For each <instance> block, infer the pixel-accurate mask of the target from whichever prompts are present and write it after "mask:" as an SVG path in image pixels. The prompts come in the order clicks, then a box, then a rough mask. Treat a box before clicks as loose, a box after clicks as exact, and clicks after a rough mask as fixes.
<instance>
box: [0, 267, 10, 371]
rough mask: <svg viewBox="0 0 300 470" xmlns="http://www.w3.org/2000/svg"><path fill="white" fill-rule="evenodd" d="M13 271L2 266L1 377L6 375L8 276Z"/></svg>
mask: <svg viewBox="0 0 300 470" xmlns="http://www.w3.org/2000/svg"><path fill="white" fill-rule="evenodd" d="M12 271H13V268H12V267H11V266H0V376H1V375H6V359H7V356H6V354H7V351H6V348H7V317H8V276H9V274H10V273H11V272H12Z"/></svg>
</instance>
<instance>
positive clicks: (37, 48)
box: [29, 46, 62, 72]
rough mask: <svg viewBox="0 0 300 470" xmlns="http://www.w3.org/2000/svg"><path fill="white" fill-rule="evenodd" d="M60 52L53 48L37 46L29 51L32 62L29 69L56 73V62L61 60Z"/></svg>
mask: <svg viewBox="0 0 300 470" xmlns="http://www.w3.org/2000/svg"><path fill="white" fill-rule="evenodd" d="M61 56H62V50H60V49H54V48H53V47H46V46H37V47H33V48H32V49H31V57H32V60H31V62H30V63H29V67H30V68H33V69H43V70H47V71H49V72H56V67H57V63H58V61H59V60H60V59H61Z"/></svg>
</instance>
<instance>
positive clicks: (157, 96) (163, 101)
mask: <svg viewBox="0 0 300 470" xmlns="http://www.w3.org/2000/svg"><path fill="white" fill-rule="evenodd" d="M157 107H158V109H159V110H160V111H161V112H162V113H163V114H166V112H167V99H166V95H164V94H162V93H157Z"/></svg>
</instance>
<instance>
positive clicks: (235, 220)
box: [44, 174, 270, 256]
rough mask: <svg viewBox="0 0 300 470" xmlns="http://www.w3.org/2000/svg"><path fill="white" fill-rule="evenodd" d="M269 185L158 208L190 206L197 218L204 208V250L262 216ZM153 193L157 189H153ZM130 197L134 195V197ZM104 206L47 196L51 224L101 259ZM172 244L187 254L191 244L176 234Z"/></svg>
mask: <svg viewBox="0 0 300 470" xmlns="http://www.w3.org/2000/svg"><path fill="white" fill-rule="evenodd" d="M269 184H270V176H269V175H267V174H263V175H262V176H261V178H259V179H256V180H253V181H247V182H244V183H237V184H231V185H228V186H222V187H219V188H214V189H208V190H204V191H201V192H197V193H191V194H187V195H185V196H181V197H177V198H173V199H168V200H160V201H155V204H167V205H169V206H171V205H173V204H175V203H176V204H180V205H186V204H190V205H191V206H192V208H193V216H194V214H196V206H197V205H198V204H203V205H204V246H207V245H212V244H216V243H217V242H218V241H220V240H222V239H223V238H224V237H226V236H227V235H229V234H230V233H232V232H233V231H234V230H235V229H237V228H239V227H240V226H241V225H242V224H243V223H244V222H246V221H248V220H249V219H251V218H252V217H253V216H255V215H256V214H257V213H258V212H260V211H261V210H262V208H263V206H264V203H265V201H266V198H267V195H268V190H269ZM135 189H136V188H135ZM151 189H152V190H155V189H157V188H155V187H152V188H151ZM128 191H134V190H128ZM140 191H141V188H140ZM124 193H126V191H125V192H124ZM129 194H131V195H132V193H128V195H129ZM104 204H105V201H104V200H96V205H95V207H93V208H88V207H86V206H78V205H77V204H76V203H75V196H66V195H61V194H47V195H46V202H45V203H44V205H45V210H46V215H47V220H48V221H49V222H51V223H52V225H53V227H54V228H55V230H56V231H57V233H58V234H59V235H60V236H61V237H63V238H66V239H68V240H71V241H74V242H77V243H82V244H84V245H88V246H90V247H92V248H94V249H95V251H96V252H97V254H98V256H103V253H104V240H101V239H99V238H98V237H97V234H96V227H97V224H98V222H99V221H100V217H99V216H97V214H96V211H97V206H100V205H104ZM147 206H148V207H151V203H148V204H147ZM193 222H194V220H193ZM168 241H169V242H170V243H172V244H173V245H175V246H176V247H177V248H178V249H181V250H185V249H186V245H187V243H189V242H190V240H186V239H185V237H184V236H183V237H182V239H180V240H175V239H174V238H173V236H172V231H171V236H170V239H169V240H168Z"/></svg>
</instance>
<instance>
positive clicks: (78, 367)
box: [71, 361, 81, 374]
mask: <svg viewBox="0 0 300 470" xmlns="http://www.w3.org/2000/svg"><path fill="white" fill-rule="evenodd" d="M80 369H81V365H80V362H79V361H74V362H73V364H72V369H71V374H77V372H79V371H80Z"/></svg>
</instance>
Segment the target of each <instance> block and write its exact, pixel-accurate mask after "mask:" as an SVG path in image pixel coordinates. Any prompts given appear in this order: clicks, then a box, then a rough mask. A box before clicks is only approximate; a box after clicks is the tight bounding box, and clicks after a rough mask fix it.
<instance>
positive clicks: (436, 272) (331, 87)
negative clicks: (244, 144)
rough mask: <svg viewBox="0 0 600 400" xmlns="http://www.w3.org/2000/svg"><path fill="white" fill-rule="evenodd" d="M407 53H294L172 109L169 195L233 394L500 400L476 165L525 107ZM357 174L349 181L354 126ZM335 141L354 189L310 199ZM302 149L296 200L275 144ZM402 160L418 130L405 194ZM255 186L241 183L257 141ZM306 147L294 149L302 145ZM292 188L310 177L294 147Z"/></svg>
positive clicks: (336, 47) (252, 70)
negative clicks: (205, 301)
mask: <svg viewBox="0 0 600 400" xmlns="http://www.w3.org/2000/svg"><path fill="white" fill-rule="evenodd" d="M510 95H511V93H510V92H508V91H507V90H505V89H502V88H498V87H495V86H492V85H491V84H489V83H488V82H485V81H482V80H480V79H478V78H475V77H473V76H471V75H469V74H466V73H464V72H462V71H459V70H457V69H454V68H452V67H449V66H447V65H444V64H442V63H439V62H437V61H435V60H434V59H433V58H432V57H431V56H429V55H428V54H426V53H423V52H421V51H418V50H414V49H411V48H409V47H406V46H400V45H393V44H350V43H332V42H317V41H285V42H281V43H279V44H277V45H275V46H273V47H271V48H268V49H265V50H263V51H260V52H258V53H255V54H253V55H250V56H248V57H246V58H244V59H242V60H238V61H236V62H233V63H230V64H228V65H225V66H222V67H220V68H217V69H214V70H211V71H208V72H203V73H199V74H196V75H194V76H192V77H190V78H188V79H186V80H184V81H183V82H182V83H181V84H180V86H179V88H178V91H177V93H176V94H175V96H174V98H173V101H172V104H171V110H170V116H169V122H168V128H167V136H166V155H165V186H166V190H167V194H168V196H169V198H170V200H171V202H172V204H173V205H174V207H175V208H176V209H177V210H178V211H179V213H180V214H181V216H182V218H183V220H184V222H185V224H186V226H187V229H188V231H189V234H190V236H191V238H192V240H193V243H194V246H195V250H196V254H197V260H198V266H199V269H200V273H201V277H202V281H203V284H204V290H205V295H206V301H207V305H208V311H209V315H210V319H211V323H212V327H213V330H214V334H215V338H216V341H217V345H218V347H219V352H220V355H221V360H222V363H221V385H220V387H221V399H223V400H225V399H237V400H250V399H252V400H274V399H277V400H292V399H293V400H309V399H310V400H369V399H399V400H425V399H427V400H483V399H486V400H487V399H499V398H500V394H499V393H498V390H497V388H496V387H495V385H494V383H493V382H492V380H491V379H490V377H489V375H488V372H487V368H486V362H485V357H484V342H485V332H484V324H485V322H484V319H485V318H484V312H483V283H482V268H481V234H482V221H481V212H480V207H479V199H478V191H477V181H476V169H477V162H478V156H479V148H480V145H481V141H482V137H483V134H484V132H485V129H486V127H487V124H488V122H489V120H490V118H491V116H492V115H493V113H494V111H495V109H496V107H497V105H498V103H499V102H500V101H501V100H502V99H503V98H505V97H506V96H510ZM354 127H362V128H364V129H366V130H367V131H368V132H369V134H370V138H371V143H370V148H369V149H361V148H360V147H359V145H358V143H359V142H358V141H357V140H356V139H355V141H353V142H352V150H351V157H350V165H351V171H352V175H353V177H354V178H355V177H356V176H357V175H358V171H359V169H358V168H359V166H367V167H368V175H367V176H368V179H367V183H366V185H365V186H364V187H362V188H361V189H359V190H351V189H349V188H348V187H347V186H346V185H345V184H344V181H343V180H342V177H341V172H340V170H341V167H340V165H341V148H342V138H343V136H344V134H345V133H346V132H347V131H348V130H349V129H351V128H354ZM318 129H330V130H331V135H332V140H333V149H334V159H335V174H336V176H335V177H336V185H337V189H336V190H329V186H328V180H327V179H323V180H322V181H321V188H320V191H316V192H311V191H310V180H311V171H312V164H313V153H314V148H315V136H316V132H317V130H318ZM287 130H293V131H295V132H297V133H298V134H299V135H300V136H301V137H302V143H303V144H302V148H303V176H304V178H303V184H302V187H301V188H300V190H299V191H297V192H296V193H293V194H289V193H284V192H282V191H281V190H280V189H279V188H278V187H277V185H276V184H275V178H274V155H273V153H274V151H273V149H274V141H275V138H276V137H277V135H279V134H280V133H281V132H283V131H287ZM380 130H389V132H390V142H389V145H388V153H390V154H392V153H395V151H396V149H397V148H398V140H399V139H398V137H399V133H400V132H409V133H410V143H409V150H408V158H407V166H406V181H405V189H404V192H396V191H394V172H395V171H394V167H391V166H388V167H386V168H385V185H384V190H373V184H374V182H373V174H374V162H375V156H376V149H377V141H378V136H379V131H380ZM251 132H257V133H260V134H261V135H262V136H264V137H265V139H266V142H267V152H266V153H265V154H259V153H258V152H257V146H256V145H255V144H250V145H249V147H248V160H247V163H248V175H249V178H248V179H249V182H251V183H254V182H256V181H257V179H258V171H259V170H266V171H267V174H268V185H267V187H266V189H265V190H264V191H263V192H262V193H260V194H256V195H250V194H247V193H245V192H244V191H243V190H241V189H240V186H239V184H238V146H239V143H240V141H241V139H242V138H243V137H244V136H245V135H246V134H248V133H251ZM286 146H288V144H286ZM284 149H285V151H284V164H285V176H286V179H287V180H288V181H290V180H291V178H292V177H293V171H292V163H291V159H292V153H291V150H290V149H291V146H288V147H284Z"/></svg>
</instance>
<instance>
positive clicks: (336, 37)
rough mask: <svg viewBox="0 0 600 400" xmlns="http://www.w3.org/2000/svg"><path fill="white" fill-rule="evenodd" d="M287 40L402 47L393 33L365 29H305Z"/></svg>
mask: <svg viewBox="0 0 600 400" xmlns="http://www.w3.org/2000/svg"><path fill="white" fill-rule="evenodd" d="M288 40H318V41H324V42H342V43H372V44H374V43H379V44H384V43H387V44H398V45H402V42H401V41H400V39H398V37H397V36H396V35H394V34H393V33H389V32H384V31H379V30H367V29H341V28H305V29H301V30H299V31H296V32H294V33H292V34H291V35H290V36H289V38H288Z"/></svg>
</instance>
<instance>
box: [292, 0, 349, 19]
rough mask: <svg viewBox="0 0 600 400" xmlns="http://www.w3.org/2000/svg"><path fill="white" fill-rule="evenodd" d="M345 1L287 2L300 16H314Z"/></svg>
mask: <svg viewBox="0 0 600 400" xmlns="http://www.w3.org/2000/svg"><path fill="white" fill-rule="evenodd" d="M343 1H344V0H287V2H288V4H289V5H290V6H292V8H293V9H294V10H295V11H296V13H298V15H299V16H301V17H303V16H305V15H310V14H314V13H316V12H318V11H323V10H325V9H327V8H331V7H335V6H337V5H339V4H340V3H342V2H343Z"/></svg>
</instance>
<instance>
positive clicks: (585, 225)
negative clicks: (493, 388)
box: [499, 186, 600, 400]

▬▬▬▬▬▬

_About this exercise_
Precisely reproduce the lines of the entries, beginning at the first and ending at the one containing "box: [0, 267, 10, 371]". Add nothing.

_Task result_
For each <instance> block, infer the pixel-accurate mask of the target from whichever prompts are present and write it after "mask:" as an SVG path in image pixels. The prompts come in the order clicks, then a box, then a rough mask. Treat a box before clicks as loose, a box after clicks as exact, and clicks after a rough mask as fixes.
<instance>
box: [0, 267, 10, 371]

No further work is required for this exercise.